** start **

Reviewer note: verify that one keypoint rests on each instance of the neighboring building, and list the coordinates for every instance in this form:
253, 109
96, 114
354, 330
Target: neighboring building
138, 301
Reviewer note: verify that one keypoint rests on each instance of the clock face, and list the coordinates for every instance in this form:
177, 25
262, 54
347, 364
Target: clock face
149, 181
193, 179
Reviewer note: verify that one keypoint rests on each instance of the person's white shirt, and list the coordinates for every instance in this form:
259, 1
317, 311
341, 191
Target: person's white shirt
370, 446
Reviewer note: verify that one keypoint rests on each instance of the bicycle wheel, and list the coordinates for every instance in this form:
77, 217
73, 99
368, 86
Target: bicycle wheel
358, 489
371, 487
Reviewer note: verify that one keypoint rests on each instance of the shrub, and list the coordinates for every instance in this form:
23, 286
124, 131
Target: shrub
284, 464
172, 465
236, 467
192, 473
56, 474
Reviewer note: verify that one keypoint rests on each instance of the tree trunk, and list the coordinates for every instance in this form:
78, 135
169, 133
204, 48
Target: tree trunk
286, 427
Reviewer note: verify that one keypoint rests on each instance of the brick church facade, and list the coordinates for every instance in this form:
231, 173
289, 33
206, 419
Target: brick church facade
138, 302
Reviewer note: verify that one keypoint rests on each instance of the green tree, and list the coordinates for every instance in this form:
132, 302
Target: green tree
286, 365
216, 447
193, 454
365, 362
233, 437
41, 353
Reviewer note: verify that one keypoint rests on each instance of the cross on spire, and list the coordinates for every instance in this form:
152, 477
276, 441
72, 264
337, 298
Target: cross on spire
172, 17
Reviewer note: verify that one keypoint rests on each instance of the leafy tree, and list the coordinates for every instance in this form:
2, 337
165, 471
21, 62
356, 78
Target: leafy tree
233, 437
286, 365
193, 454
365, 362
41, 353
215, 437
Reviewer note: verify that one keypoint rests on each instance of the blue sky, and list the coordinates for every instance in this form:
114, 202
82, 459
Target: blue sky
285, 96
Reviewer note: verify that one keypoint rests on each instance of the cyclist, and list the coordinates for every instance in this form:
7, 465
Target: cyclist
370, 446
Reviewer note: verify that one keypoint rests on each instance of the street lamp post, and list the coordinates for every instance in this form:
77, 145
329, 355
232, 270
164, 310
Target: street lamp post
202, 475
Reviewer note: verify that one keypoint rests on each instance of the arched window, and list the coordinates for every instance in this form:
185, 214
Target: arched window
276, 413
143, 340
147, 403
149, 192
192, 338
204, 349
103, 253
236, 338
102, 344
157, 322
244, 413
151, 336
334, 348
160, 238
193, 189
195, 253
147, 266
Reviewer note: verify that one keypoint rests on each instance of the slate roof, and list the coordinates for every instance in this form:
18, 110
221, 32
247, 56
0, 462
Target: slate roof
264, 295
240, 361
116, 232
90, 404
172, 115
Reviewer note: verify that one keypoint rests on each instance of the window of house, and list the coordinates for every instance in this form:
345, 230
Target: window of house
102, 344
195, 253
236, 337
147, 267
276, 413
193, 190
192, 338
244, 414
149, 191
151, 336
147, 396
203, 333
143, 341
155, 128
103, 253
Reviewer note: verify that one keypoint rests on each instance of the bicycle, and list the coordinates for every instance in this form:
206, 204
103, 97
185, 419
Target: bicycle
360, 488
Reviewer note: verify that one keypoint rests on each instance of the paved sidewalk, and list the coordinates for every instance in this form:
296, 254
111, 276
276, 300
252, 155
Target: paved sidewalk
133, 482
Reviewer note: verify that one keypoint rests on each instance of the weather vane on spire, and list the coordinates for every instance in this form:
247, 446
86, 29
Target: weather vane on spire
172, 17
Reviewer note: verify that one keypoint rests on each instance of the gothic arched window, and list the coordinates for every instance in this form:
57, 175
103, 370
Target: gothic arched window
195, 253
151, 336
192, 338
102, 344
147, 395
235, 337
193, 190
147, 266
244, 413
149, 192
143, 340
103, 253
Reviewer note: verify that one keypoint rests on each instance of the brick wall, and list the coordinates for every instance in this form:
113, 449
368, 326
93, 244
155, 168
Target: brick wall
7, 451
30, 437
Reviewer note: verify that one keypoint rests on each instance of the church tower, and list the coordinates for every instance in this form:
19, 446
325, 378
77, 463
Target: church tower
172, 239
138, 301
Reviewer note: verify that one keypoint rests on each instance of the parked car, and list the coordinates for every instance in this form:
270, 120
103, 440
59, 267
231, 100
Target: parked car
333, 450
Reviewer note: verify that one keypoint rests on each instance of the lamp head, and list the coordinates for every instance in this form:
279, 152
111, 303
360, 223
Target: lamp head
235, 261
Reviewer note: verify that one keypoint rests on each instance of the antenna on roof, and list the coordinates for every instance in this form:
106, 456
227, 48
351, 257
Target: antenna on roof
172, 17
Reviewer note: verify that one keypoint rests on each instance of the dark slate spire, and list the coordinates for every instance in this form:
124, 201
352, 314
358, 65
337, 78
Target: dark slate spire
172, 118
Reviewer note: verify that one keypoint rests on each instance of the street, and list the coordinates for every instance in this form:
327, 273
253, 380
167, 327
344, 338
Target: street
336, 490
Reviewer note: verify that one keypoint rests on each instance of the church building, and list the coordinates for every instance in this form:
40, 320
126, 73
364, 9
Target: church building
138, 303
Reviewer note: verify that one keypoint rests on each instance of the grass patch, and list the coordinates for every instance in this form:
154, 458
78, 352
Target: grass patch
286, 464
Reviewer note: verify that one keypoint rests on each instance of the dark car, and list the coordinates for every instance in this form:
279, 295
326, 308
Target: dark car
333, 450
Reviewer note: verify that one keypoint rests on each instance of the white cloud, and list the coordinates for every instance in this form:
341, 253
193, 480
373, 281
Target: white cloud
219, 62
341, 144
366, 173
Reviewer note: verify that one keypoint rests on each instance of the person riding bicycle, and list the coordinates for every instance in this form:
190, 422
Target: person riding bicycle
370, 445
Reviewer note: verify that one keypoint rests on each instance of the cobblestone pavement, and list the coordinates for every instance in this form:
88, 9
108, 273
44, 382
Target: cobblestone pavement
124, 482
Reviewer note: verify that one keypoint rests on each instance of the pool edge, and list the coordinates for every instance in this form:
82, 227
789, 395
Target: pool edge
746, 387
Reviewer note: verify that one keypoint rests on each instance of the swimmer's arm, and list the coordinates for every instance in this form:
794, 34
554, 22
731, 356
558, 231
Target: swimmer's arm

** end **

• TASK DESCRIPTION:
Copy each line exactly, from the line containing "of the grass" down to the last line of the material, and no other lines.

• RESPONSE:
Reviewer note: verify that one keypoint rests on each instance of the grass patch, and list the coordinates for every instance in this form:
154, 458
78, 352
Target: grass patch
286, 464
Reviewer note: verify that one keypoint rests on each instance of the dark car, and list the coordinates for every instance in this form:
279, 295
326, 308
Target: dark car
333, 450
Reviewer note: verify that one keypoint rests on each instance of the white cloud, and list the coordinates for every instance in this form:
341, 253
193, 480
373, 281
Target: white cloud
219, 62
341, 144
366, 173
Reviewer note: verify that one keypoint rests on each instance of the person riding bicycle, and list the coordinates for every instance in this form:
190, 422
Target: person riding bicycle
370, 445
Reviewer note: verify that one keypoint rests on each instance of the cobblestone pavement, and list the coordinates for every instance in this form:
88, 9
108, 273
44, 382
Target: cobblestone pavement
124, 482
Reviewer note: verify that one keypoint rests on each instance of the pool edge, and list the coordinates for every instance in this form:
82, 227
789, 395
Target: pool edge
746, 387
Reviewer note: verify that one keypoint rests on each instance of the swimmer's arm, and list the coordinates for every instance in this form:
794, 34
554, 22
731, 356
558, 231
Target: swimmer's arm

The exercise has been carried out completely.